| EXERCISE INSTRUCTIONS |
1. List every averaging option the post on multilabel precision and recall below mentions by name.
2. In the multilabel precision and recall post below, what does the number in square brackets represent?
3. Carry on the post about multilabel precision and recall averaging, starting right after its last sentence.

| DOCUMENT SEGMENT |

⁂

I'm working on a multilabel classification problem; there are $N$ classes and each example can belong to $[0, N]$ of those classes. Below you can see the precision and recall computed using various averaging options with sklearn.metrics.precision_recall_fscore_support
. The number in square brackets is the total area under the curve.
Intuitively, I understand the difference between micro
and macro
: if I have imbalanced classes, then the rarer classes will still contribute the equally as the more common classes. This is one reason why macro
can do better than micro
, which is if rarer classes that have good performance and are skewing results with heavier contribution they they normally would have.
However, what I don't understand is why weighted
can do so much better than everything else - if anything, I would think that weighted
should place somewhere in between micro
and macro
, as rarer classes will once again be weighted less (other threads have suggested using weighted
as a "stand in" for micro
).

⁂

| LISTED ENTRIES |
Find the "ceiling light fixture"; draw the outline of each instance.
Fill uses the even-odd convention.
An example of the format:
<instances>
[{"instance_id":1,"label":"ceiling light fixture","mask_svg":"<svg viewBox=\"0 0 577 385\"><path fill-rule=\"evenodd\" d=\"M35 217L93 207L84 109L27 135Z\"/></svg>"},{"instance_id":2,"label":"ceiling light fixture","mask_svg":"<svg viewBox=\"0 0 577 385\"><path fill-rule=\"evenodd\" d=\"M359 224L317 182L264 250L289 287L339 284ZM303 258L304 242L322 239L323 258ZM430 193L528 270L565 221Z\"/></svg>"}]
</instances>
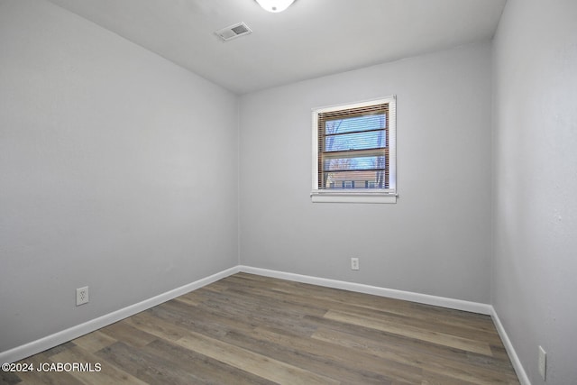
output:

⁂

| THE RESULTS |
1. micro, macro, weighted

2. The total area under the curve.

3.
Finally, there's samples
, which calculates statistics for per-example (instead of per-class), then takes the unweighted average across all examples. This is obviously the same as transposing the results so classes become examples and examples become classes, then taking the macro average. I am not sure when to use these at all.
Thanks in advance for any advice.
In short: in multilabel classification, if weighted
averaging of precision and recall gives much "better" results than micro
and macro
, what is this indicative of?